§ Page extract:
# It's about time



## Parla

VBulletin appears to be confused about the time. When we were on Daylight Saving Time, it showed standard time. Now that we're on Standard Time, it's showing what would be our DST. I'm writing this at 1:58 p.m. EST—but the forum clock tells me that it's 2:58.


----------



## JamesM

Hmmm... I hadn't noticed.  I'm writing this at 11:42 Pacific Standard Time.  I wonder what will show up on the post?

[edit]  Looks okay to me.  Which clock are you looking at?  I've never noticed a time other than the one that shows up on posts.

[edit]  Oh... I see one way down at the bottom of the page in small print.  Is that what you're talking about?  Mine shows GMT-8, which is correct for me.

Any chance you shifted your time zone somewhere along the way?  You should be GMT-5, right?  You should be able to adjust it in your profile preferences.

Just tried it... it works.  Click on Settings (upper right, near Log Out) and then scroll down left-hand side until you see General Settings.  You can set your time zone there.  Be sure to hit the Save Changes button at the bottom of the page after you've changed it.

(By the way, your post showed up for me as 10:58 PST, which is correct for 1:58pm EST, so I think the board's working fine.)


----------



## Parla

Well, that would be 2:42 p.m. here in the East. The time stamp on your message: 3:43 p.m.

I'll follow your suggestion and see what happens . . .

_Edit_: Well, it _was_ set to GMT-5. I guess it didn't realize that we went back to ST last week (and the UK had gone off Summer Time the week before).  I told it to forget about DST, and it's now showing the same time as my computer and my clock. I'll just change it again when we go back to EDT (I'm already counting the days; I really hate how early it gets dark now).

I actually didn't realize we can control that. Thanks!


----------



## JamesM

Some software hasn't adjusted to the change in Daylight Saving Time in the U.S., even though the law was changed by George W. Bush.  It could be that it was jumping around early.  Our atomic clock does that.  We have to set it to Mountain Time for a few weeks until the new Standard Time date comes around.

Glad you got it fixed!


----------



## Wordsmyth

JamesM said:


> _[...] _Which clock are you looking at? I've never noticed a time other than the one that shows up on posts.

§ Given data:

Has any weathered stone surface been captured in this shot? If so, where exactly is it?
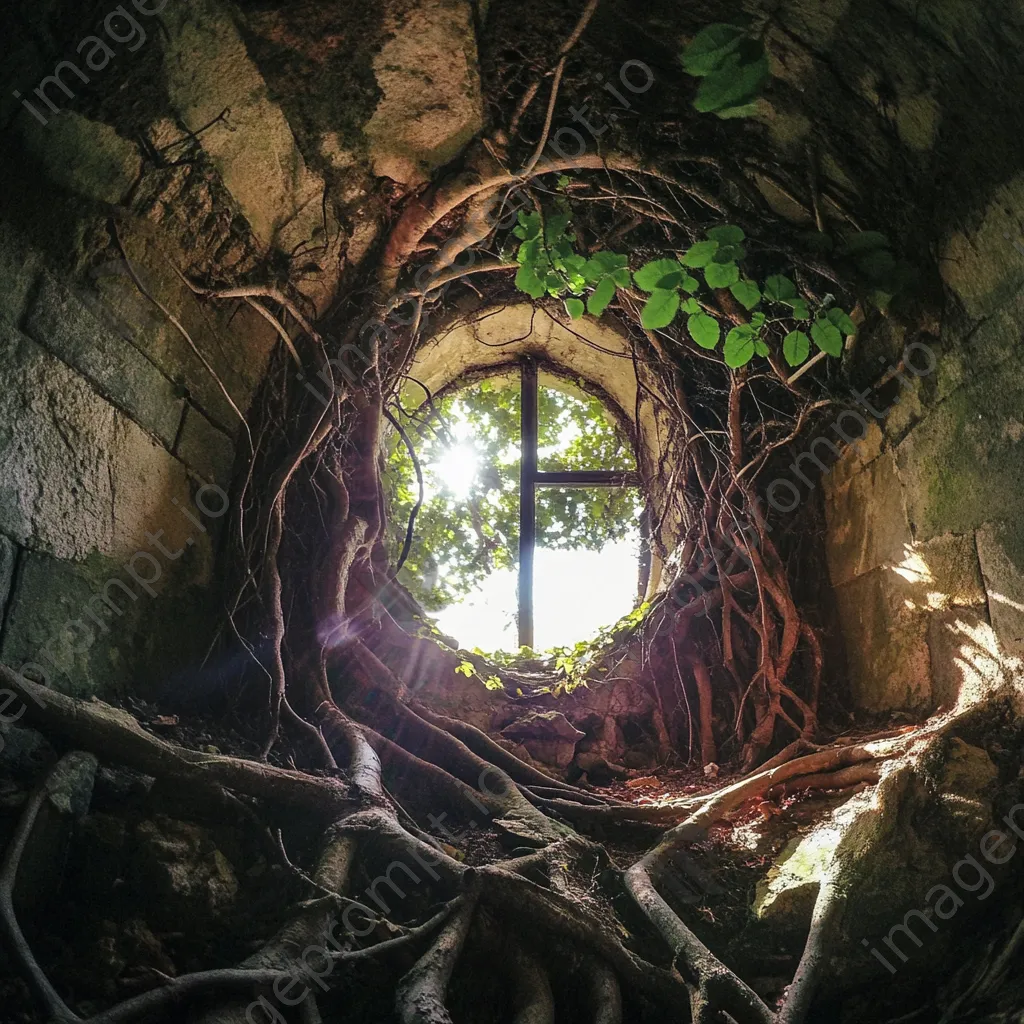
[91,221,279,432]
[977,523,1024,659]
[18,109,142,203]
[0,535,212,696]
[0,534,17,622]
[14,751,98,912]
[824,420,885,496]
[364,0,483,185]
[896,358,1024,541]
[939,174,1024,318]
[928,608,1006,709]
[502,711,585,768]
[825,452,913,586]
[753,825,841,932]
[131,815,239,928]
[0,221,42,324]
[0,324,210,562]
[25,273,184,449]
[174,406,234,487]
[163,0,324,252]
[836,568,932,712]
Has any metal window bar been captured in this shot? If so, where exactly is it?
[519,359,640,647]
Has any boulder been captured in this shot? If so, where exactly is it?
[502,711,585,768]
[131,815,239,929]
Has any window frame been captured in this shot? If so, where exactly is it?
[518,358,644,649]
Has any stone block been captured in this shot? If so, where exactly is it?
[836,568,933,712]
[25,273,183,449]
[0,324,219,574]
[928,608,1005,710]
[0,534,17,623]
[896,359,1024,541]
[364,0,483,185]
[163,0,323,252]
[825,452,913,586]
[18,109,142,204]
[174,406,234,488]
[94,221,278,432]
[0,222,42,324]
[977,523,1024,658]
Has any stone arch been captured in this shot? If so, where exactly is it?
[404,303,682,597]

§ Problems:
**1)** Answer these about the forum thread on time settings:
(a) What offset does JamesM say the small-print clock at the bottom of the page shows for him?
(b) What did Parla find the time zone was already set to?
(c) To what time zone does JamesM say his household's atomic clock must be set for a few weeks?
**2)** Write the next part of the forum thread on time settings, picking up right after its final lines.
The records come from a separate source and have no connection to the forum thread on time settings.

§ Results of the tasks:
**1)**
(a) GMT-8
(b) GMT-5
(c) Mountain Time

**2)**
> 
> [edit] Oh... I see one way down at the bottom of the page in small print. Is that what you're talking about? _[...] _


 I'd never noticed that one either ... but I'd be a bit wary of it. It seems to show the right time when you first navigate to a page, then it freezes at that time until you refresh the page or navigate to another one. It's currently telling me that the time now is 8:55 PM (which is what it showed 9 minutes ago), but it's actually 9:04 pm.

_[Edit]:_ The correct time appeared in the post header when I sent it (Quick Reply), but the little clock at the bottom still insisted it was 8:55 PM. After going into Edit and back out, it corrected itself. ... Oh, except that after this latest edit, it didn't. It's now 9:12, but it reads 9:05. 

Not that it's a problem: I can't see anyone using it as an alarm clock!

Ws


----------



## JamesM

It's not a real-time clock.   Web pages are refreshed only when you go to a new one or refresh the current one.  Think of it as a time stamp that tells you when the page was displayed.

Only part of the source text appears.